--- Given exercise a ---
Reproduce the speech about the January 12 vote on the Persian Gulf word for word, in full.

--- Supplied passage ---
===
Mr. President, the January 12 vote on the Persian Gulf has been very much at issue in recent days. Some have come to the floor and spoken out publicly; others have spoken out through various media outlets, publicly attacking those who continue or who voted to continue the sanctions.

What answer there has been to these charges thus far has come almost exclusively from either independent columnists or from Democrats who voted with the President. I did not vote with the President, but I want to answer for myself those charges as one who voted to continue sanctions.

However, before addressing that issue, I want to reiterate how proud I am over the exceptional performance of our Armed Forces in this conflict.

Mr. President, I am proud of the vote I cast. I am proud of the fact that that was my judgment at that point in time. I do not believe I was wrong in the judgment I made.

There are those trying to say somehow that Democrats should be admitting they were wrong. I believed at the time it was the right choice. I still believe, given the circumstances of the time, it was the right choice for that time.
===
--- Data extract ---
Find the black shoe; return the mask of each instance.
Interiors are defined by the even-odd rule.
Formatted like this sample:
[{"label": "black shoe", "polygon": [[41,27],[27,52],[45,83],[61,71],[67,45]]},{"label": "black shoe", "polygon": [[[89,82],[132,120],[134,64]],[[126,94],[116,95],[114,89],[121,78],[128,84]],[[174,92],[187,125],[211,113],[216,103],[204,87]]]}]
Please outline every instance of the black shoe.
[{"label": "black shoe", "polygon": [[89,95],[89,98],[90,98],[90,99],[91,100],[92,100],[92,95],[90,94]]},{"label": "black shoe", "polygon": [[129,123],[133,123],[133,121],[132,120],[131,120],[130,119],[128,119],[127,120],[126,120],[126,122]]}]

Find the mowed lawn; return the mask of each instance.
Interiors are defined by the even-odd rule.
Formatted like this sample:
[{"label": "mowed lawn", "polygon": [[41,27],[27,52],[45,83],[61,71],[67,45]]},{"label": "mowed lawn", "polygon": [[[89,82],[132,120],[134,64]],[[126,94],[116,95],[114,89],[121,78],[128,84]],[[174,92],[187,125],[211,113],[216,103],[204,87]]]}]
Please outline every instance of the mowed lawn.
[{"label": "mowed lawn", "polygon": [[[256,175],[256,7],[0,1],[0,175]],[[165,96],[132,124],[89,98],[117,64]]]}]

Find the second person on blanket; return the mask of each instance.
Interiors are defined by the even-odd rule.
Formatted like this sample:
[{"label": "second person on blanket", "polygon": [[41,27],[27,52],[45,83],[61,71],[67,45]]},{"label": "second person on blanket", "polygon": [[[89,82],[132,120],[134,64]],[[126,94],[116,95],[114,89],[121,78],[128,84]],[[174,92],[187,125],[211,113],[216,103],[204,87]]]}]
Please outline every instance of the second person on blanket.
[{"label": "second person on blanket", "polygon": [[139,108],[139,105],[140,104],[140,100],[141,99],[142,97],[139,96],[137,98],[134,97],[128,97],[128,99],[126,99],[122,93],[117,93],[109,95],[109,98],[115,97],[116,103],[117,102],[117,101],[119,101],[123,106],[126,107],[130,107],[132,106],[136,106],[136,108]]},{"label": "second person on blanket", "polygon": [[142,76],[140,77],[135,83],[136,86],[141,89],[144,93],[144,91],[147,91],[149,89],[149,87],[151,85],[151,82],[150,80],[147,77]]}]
===
--- Given exercise b ---
Quote exactly the lines of the entries above, from the line containing "Find the second" through the final line of the entries, including both of those lines.

--- Task result a ---
Mr. President, the January 12 vote on the Persian Gulf has been very much at issue in recent days. Some have come to the floor and spoken out publicly; others have spoken out through various media outlets, publicly attacking those who continue or who voted to continue the sanctions.

What answer there has been to these charges thus far has come almost exclusively from either independent columnists or from Democrats who voted with the President. I did not vote with the President, but I want to answer for myself those charges as one who voted to continue sanctions.

However, before addressing that issue, I want to reiterate how proud I am over the exceptional performance of our Armed Forces in this conflict.

Mr. President, I am proud of the vote I cast. I am proud of the fact that that was my judgment at that point in time. I do not believe I was wrong in the judgment I made.

There are those trying to say somehow that Democrats should be admitting they were wrong. I believed at the time it was the right choice. I still believe, given the circumstances of the time, it was the right choice for that time.

--- Task result b ---
Find the second person on blanket; return the mask of each instance.
Interiors are defined by the even-odd rule.
Formatted like this sample:
[{"label": "second person on blanket", "polygon": [[41,27],[27,52],[45,83],[61,71],[67,45]]},{"label": "second person on blanket", "polygon": [[[89,82],[132,120],[134,64]],[[126,94],[116,95],[114,89],[121,78],[128,84]],[[174,92],[187,125],[211,113],[216,103],[204,87]]]}]
Please outline every instance of the second person on blanket.
[{"label": "second person on blanket", "polygon": [[139,108],[139,105],[140,104],[140,100],[141,99],[142,97],[139,96],[137,98],[134,97],[128,97],[128,99],[126,99],[122,93],[117,93],[109,95],[109,98],[115,97],[116,103],[117,102],[117,101],[119,101],[123,106],[126,107],[130,107],[132,106],[136,106],[136,108]]},{"label": "second person on blanket", "polygon": [[142,76],[140,77],[135,83],[136,86],[141,89],[144,93],[144,91],[147,91],[149,89],[149,87],[151,85],[151,82],[150,80],[147,77]]}]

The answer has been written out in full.